What you will do:
Set down exactly the lines from the one containing "[locate] hanging plant" through the end of the records below, both included, and nothing else.

Data under study:
··········

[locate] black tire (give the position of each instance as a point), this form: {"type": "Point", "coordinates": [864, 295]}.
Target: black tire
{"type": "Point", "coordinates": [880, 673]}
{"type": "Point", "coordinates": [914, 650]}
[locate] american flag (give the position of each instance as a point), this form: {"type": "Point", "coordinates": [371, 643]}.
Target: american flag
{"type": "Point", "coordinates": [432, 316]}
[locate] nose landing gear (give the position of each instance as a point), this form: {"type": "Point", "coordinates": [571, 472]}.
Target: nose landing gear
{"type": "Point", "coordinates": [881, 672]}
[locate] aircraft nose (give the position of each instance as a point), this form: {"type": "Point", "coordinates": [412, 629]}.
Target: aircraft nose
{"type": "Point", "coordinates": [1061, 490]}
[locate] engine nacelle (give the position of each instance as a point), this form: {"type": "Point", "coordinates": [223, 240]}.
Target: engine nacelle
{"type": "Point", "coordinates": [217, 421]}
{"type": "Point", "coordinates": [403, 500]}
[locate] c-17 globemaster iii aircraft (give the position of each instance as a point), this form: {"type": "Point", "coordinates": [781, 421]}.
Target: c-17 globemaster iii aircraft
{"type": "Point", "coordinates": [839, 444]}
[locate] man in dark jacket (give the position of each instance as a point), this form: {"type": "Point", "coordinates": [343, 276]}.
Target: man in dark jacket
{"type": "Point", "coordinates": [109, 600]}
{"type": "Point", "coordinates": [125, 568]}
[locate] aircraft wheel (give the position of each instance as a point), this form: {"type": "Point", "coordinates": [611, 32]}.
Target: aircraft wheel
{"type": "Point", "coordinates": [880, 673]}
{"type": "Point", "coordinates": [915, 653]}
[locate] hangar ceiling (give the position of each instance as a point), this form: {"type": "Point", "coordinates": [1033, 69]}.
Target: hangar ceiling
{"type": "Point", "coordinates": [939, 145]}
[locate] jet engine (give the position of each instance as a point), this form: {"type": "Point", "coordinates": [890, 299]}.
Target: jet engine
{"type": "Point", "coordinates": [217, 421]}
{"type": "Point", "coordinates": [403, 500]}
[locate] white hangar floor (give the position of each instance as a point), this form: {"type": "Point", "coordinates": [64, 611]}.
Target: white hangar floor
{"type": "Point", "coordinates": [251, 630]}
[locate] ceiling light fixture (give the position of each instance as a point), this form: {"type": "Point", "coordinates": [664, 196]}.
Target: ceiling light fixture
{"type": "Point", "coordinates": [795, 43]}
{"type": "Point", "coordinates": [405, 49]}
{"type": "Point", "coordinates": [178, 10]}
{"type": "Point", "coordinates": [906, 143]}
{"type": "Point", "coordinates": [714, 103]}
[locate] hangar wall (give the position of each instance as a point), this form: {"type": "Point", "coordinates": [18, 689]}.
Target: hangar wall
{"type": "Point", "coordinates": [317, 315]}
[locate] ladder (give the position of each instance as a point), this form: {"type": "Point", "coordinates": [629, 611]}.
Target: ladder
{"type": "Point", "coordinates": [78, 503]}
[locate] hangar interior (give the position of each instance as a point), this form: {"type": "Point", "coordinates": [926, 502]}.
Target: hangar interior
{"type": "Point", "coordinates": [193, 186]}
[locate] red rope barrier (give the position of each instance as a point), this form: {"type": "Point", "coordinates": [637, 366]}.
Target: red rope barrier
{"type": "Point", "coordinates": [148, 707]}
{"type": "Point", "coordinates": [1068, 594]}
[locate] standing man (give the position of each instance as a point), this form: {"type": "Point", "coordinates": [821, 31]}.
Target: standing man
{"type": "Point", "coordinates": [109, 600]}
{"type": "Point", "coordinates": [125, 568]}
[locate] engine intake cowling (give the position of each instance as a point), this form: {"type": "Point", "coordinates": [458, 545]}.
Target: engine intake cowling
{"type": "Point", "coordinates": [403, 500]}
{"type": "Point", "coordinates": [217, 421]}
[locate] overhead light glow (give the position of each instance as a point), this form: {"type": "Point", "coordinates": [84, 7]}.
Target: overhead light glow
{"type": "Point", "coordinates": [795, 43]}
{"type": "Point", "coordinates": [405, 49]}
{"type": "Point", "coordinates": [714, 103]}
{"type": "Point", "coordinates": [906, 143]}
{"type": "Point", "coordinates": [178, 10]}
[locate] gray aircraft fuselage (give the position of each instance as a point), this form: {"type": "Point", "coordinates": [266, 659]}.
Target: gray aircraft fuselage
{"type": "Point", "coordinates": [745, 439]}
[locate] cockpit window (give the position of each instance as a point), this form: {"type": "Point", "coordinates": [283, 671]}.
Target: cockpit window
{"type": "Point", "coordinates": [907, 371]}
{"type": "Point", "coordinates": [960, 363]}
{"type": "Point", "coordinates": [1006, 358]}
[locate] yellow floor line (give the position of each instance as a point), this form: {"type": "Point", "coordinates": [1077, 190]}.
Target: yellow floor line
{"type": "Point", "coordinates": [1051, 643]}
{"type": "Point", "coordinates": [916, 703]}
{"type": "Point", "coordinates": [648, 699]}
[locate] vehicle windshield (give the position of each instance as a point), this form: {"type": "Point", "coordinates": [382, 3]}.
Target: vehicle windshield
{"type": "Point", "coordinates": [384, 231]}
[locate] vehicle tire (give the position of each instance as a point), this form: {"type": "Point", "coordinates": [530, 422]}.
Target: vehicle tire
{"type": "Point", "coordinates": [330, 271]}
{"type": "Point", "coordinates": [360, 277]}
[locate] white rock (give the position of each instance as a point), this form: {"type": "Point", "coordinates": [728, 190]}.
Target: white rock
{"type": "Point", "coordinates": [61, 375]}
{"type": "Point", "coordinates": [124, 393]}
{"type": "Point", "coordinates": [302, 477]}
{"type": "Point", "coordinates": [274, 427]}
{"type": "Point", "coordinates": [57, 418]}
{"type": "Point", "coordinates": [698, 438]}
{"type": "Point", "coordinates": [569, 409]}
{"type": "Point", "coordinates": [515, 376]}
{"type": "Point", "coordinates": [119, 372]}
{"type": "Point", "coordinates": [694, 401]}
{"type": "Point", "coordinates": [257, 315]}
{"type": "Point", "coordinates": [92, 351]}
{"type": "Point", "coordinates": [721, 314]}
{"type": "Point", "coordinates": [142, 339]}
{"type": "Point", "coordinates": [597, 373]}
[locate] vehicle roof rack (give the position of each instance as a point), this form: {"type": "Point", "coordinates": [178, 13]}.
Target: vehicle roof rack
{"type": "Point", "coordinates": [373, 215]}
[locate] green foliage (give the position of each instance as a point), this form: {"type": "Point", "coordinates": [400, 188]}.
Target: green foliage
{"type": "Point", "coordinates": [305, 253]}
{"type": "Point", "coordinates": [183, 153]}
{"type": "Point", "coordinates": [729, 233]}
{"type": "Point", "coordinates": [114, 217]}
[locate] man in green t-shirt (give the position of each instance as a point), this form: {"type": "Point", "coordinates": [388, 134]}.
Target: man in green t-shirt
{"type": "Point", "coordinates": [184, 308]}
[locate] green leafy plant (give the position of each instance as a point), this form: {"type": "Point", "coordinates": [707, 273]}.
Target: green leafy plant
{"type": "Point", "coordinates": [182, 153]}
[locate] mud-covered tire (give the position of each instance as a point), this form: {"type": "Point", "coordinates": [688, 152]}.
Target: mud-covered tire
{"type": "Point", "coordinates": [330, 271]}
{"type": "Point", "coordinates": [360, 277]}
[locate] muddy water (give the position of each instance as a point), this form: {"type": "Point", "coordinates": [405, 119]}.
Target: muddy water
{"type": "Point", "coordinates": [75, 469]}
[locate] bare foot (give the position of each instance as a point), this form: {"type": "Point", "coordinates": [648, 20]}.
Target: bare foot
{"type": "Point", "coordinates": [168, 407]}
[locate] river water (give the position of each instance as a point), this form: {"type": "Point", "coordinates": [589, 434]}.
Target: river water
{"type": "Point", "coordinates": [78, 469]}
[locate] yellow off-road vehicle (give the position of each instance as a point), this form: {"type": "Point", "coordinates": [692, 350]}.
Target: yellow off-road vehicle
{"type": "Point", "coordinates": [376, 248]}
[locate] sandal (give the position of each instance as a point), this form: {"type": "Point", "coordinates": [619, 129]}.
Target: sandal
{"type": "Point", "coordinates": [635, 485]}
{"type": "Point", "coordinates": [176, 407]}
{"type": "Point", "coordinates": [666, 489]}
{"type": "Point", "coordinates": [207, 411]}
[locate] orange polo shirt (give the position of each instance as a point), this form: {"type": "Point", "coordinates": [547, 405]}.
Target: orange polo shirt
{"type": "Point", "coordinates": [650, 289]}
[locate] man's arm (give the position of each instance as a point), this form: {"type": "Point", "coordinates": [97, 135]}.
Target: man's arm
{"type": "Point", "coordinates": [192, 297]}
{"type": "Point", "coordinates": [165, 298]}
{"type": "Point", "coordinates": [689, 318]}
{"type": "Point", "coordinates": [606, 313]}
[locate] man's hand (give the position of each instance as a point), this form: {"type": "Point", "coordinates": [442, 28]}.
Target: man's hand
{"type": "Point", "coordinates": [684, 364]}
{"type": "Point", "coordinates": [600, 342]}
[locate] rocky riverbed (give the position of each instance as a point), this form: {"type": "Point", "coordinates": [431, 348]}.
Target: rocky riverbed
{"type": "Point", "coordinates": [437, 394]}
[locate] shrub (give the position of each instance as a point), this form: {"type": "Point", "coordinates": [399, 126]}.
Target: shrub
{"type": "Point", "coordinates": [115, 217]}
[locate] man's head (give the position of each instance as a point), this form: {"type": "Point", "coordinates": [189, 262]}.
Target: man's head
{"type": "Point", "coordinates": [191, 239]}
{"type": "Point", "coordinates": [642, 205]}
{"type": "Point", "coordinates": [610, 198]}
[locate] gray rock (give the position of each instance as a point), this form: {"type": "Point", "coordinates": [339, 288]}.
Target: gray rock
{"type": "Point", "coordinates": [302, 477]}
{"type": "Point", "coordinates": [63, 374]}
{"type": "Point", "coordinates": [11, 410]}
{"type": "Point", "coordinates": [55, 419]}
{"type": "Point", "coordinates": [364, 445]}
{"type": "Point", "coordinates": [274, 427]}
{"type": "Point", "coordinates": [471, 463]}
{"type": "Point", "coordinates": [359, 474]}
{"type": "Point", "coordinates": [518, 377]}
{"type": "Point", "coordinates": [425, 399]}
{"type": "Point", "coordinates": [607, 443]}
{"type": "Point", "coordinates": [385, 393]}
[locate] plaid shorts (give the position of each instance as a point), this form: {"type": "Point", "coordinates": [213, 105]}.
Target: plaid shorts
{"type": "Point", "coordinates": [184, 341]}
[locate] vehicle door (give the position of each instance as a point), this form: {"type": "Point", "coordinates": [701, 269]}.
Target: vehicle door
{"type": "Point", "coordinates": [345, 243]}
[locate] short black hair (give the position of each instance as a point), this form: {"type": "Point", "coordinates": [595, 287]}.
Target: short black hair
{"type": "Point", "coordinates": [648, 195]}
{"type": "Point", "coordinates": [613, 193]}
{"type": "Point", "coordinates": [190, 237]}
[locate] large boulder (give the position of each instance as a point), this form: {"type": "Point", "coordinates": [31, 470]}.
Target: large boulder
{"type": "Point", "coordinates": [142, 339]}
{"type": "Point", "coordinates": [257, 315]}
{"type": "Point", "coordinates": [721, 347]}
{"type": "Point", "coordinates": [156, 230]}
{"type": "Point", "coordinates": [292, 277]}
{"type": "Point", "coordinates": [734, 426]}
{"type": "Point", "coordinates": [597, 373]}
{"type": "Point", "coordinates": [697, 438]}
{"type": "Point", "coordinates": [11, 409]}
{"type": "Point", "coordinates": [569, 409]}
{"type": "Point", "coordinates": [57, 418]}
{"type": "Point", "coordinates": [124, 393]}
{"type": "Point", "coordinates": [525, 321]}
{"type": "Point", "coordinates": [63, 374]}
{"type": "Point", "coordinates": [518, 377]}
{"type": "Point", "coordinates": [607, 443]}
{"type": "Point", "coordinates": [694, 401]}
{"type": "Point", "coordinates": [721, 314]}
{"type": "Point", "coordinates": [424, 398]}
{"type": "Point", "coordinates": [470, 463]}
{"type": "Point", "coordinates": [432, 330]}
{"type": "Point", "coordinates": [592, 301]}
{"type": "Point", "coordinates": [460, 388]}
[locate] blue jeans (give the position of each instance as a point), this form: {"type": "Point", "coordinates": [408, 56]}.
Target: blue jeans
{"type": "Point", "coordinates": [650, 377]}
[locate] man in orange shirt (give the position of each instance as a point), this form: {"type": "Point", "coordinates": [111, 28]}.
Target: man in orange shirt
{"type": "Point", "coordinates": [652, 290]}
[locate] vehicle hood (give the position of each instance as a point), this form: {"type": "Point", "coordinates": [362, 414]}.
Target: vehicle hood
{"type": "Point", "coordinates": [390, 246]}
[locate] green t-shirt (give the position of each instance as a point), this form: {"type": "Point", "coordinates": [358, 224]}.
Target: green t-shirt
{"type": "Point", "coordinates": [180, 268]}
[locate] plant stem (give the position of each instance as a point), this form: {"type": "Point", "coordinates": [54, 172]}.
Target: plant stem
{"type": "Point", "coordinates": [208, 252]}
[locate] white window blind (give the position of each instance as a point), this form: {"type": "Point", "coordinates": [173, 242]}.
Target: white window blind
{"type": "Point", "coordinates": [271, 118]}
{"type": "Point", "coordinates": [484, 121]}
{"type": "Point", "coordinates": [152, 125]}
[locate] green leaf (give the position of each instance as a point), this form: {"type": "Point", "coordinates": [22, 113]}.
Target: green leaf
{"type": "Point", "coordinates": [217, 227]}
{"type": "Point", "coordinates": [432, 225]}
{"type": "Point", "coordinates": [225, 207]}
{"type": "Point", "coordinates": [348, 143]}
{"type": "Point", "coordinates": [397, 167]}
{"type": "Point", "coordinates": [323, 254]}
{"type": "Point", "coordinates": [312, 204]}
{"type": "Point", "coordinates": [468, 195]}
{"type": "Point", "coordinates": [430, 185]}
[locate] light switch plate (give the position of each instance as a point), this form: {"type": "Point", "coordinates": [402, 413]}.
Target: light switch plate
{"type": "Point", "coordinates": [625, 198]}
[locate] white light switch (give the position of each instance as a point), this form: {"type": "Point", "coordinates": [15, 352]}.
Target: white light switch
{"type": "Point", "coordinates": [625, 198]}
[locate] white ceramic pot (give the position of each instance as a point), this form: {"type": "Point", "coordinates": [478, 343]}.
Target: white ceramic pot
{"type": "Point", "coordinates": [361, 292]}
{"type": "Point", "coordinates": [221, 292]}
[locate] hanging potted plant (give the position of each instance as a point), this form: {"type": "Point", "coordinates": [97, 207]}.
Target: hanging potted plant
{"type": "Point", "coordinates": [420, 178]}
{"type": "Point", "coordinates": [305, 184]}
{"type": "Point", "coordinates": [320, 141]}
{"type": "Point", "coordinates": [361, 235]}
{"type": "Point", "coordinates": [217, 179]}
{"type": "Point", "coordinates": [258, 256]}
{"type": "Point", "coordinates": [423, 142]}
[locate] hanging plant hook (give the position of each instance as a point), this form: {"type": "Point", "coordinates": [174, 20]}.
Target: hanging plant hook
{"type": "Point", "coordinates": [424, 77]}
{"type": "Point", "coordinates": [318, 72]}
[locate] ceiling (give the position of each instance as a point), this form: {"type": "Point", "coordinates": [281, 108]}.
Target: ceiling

··········

Task output:
[locate] hanging plant hook (give the position of each instance as a point), this form: {"type": "Point", "coordinates": [174, 20]}.
Target: hanging plant hook
{"type": "Point", "coordinates": [424, 77]}
{"type": "Point", "coordinates": [318, 72]}
[locate] ceiling (give the position of each instance as a point), this form: {"type": "Point", "coordinates": [281, 108]}.
Target: ceiling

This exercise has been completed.